(Stored entries)
• • • •
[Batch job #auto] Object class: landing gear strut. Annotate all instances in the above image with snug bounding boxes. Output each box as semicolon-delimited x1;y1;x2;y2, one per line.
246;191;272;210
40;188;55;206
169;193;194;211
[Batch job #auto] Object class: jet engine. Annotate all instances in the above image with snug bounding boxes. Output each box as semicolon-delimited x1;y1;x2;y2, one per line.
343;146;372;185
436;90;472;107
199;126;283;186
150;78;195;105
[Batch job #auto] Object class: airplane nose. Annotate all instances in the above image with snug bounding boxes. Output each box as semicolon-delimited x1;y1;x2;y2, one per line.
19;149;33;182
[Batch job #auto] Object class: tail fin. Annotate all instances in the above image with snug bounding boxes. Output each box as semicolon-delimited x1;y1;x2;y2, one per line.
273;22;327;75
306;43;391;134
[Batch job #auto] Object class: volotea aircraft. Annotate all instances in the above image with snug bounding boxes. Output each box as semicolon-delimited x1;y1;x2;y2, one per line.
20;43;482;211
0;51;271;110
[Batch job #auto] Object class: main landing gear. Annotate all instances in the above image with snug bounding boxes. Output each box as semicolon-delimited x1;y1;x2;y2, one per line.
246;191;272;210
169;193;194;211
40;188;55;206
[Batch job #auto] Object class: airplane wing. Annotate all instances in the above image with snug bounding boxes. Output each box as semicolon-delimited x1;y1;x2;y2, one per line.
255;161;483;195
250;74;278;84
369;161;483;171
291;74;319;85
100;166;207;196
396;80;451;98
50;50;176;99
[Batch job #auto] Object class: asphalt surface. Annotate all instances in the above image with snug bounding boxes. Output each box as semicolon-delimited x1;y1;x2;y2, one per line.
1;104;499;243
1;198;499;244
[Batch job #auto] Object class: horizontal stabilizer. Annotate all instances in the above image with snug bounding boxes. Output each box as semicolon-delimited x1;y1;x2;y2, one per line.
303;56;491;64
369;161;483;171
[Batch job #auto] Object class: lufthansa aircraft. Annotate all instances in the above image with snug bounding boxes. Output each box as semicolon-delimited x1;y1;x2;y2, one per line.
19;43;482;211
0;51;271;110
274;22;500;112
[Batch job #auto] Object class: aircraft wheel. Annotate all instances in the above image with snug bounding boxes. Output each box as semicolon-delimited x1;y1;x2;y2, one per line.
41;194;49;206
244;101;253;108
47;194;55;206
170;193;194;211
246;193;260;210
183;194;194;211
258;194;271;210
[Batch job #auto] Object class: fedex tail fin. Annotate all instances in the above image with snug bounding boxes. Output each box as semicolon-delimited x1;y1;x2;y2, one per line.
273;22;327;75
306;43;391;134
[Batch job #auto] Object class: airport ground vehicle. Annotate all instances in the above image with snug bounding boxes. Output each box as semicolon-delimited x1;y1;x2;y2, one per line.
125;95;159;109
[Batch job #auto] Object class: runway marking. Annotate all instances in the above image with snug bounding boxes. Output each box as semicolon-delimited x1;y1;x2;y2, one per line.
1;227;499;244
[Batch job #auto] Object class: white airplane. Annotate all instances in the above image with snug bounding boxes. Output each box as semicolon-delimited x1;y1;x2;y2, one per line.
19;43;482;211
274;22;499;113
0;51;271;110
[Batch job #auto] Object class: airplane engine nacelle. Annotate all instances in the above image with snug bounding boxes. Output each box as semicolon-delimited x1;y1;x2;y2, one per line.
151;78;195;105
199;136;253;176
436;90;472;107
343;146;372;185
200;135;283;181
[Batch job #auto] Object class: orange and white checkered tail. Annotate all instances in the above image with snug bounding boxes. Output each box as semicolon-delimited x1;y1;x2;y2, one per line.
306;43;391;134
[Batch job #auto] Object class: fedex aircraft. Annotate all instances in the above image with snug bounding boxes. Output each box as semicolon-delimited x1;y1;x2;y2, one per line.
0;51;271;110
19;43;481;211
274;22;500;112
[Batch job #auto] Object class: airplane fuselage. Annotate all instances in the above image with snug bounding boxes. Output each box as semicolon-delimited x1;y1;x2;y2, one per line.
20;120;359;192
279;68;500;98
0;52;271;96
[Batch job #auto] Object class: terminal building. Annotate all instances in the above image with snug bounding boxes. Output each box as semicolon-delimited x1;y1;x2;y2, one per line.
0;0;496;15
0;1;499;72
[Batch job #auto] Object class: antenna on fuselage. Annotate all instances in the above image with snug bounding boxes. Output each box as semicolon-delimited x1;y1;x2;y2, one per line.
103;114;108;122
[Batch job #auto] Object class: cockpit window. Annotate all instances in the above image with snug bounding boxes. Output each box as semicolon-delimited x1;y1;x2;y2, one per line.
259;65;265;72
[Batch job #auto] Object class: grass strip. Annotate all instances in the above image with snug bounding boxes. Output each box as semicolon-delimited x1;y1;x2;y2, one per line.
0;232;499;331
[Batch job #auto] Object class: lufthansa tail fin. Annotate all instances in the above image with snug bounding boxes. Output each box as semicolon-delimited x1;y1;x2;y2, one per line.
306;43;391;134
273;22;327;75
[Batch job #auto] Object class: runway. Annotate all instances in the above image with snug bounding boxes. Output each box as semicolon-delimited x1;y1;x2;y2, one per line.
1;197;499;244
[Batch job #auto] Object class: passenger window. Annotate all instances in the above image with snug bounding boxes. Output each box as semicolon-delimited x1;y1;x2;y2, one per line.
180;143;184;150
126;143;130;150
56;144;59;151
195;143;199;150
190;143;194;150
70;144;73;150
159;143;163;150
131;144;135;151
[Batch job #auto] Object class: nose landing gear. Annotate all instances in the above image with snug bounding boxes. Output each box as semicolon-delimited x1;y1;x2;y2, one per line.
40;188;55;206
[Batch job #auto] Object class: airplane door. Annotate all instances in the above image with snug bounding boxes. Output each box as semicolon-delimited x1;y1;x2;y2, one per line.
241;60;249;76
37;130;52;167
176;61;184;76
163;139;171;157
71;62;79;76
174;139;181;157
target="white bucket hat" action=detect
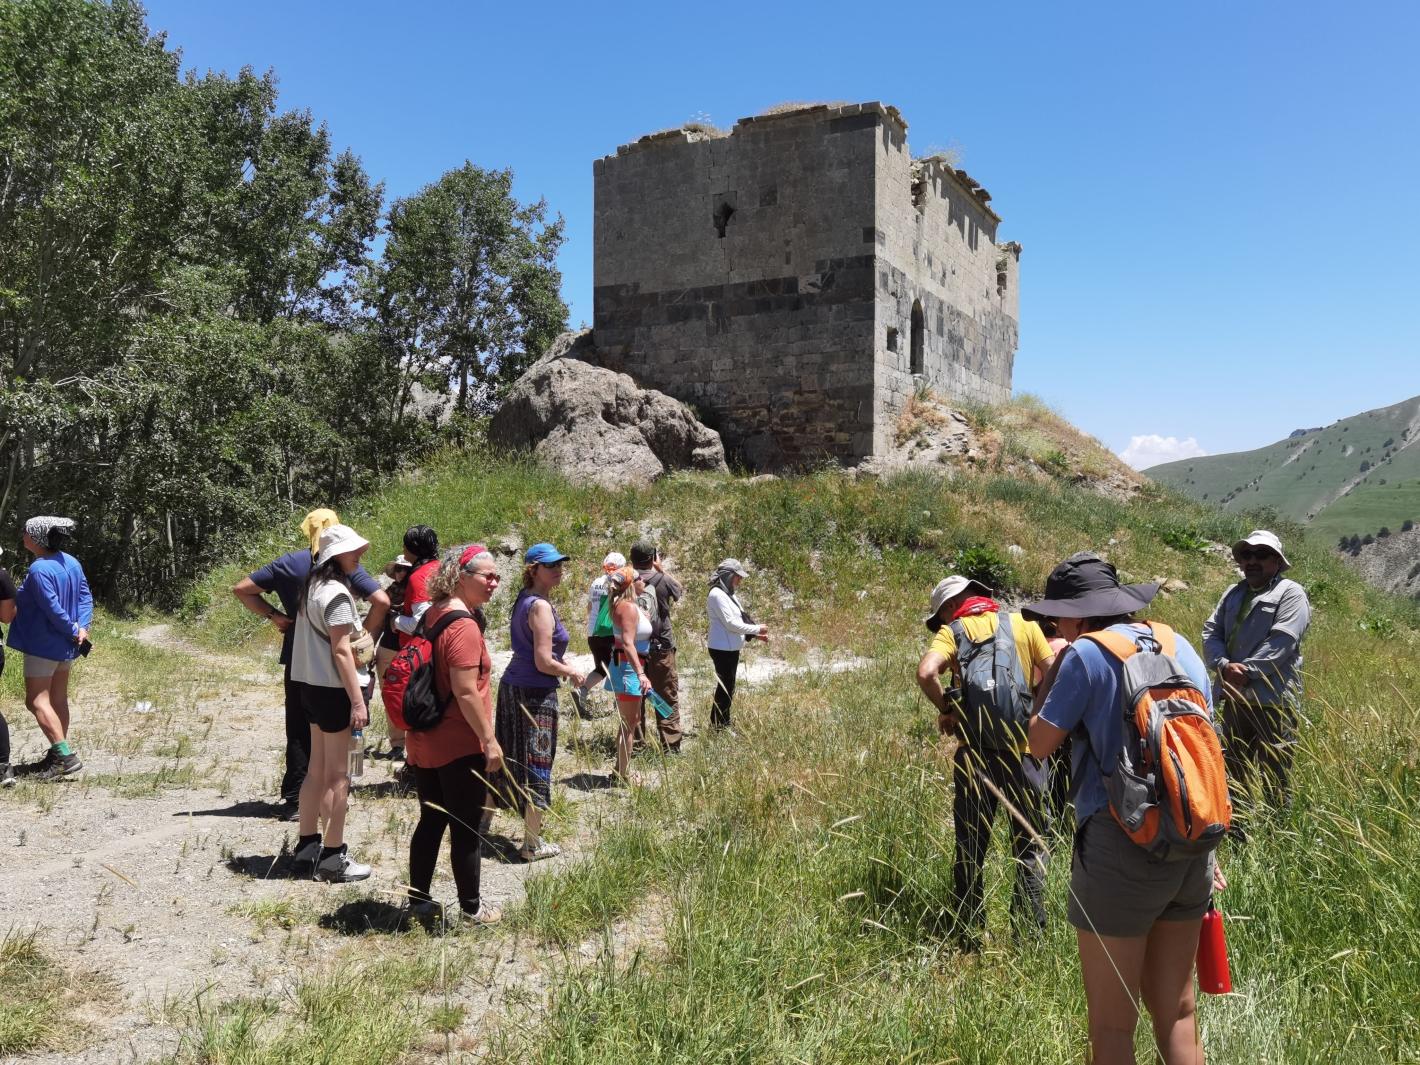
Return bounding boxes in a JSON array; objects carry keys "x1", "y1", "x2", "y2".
[
  {"x1": 924, "y1": 574, "x2": 991, "y2": 631},
  {"x1": 1231, "y1": 529, "x2": 1290, "y2": 571},
  {"x1": 314, "y1": 523, "x2": 370, "y2": 567},
  {"x1": 602, "y1": 551, "x2": 627, "y2": 569}
]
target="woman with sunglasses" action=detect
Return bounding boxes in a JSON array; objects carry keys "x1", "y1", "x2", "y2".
[
  {"x1": 405, "y1": 546, "x2": 504, "y2": 923},
  {"x1": 493, "y1": 543, "x2": 585, "y2": 861}
]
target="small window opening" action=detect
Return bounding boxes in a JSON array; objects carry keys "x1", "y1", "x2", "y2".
[
  {"x1": 886, "y1": 327, "x2": 899, "y2": 352},
  {"x1": 713, "y1": 201, "x2": 735, "y2": 238},
  {"x1": 911, "y1": 177, "x2": 927, "y2": 212},
  {"x1": 910, "y1": 300, "x2": 925, "y2": 375}
]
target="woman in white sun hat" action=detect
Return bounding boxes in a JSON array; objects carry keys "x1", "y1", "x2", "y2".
[{"x1": 289, "y1": 523, "x2": 375, "y2": 883}]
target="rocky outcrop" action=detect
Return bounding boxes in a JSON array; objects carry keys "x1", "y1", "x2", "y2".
[
  {"x1": 1341, "y1": 526, "x2": 1420, "y2": 599},
  {"x1": 488, "y1": 330, "x2": 727, "y2": 488}
]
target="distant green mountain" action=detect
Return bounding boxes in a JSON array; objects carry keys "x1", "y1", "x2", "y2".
[{"x1": 1147, "y1": 395, "x2": 1420, "y2": 544}]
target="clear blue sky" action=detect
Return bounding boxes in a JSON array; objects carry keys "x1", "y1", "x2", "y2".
[{"x1": 142, "y1": 0, "x2": 1420, "y2": 467}]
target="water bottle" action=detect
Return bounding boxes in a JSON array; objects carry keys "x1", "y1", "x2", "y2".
[
  {"x1": 1196, "y1": 901, "x2": 1232, "y2": 994},
  {"x1": 348, "y1": 729, "x2": 366, "y2": 779}
]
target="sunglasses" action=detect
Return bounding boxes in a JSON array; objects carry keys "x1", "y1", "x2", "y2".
[
  {"x1": 538, "y1": 560, "x2": 565, "y2": 569},
  {"x1": 1234, "y1": 548, "x2": 1277, "y2": 563},
  {"x1": 464, "y1": 569, "x2": 499, "y2": 581}
]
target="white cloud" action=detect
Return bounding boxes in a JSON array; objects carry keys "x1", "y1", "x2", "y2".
[{"x1": 1118, "y1": 434, "x2": 1208, "y2": 471}]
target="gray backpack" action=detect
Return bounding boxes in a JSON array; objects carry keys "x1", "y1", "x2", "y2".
[{"x1": 948, "y1": 616, "x2": 1032, "y2": 751}]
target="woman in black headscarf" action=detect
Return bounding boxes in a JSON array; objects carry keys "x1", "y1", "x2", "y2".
[{"x1": 704, "y1": 558, "x2": 768, "y2": 733}]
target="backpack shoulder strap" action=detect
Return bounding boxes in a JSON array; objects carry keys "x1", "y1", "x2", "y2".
[
  {"x1": 1143, "y1": 620, "x2": 1177, "y2": 657},
  {"x1": 421, "y1": 609, "x2": 474, "y2": 644},
  {"x1": 993, "y1": 613, "x2": 1029, "y2": 694},
  {"x1": 1081, "y1": 629, "x2": 1140, "y2": 662}
]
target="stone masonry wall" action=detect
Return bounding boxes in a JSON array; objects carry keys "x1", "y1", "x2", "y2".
[
  {"x1": 594, "y1": 105, "x2": 886, "y2": 468},
  {"x1": 871, "y1": 142, "x2": 1017, "y2": 455},
  {"x1": 593, "y1": 102, "x2": 1019, "y2": 469}
]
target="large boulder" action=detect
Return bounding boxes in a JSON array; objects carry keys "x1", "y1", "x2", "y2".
[{"x1": 489, "y1": 331, "x2": 727, "y2": 487}]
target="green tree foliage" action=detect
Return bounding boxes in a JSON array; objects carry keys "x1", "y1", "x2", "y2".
[
  {"x1": 376, "y1": 163, "x2": 566, "y2": 417},
  {"x1": 0, "y1": 0, "x2": 565, "y2": 603}
]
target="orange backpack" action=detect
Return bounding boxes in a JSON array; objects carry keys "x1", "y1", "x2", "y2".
[{"x1": 1083, "y1": 622, "x2": 1232, "y2": 860}]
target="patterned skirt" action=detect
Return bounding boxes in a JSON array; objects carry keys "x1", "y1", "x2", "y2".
[{"x1": 493, "y1": 681, "x2": 560, "y2": 811}]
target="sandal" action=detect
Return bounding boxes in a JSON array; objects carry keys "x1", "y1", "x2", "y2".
[{"x1": 520, "y1": 841, "x2": 561, "y2": 862}]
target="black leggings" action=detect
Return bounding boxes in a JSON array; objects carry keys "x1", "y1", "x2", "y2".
[
  {"x1": 0, "y1": 647, "x2": 9, "y2": 763},
  {"x1": 409, "y1": 753, "x2": 488, "y2": 913},
  {"x1": 708, "y1": 648, "x2": 740, "y2": 729}
]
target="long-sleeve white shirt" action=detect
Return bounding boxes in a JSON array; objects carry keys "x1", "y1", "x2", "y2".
[{"x1": 707, "y1": 586, "x2": 760, "y2": 651}]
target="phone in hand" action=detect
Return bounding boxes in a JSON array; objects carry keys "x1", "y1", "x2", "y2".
[{"x1": 77, "y1": 637, "x2": 93, "y2": 657}]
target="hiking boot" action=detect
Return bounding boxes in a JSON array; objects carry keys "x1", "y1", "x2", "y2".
[
  {"x1": 276, "y1": 799, "x2": 301, "y2": 822},
  {"x1": 293, "y1": 834, "x2": 322, "y2": 873},
  {"x1": 387, "y1": 745, "x2": 405, "y2": 764},
  {"x1": 0, "y1": 763, "x2": 15, "y2": 788},
  {"x1": 35, "y1": 753, "x2": 82, "y2": 780},
  {"x1": 408, "y1": 897, "x2": 441, "y2": 919},
  {"x1": 315, "y1": 848, "x2": 371, "y2": 883}
]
• • • •
▸ **Instructions to follow**:
Nothing but lines that contain "sunglasses" should appear in the answer. Copy each from the records.

▸ **Result of the task**:
target="woman with sunglasses" action=detect
target="sunglasses" action=detect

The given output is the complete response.